◆ **EXERCISE AIM**: Print the records below verbatim, reproducing every line without alteration.

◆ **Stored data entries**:
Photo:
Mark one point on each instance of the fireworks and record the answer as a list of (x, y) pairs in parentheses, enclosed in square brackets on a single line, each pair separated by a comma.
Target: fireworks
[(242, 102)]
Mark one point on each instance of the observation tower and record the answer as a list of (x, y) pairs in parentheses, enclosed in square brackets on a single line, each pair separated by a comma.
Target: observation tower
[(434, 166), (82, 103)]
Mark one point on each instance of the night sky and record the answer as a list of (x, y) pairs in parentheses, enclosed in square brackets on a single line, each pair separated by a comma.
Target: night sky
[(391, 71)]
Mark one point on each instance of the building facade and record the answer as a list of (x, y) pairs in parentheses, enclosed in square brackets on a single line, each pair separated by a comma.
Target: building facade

◆ **COMPLETE OUTPUT**:
Photo:
Mark one point on each instance of the fireworks and record the answer as a list of (x, y) pairs in parentheses, enclosed in square brackets on a single line, each pair separated by a comma.
Target: fireworks
[(242, 102)]
Mark one point on each instance of the observation tower and record the answer as a list of (x, y) pairs in parentheses, enclosed in square brackets on a single line, each pair separated by a comma.
Target: observation tower
[(434, 166), (82, 103)]
Mark one point on each instance of the night sky and record the answer as a list of (x, y) pairs in parentheses, enclosed in square brackets on a single line, each pair separated by a comma.
Target: night sky
[(391, 71)]
Mark one point on each instance of the building facade and record the answer as a list of (x, y) pairs in parentheses, enclosed in square brackets on a single line, each pair separated by a comma.
Target: building facade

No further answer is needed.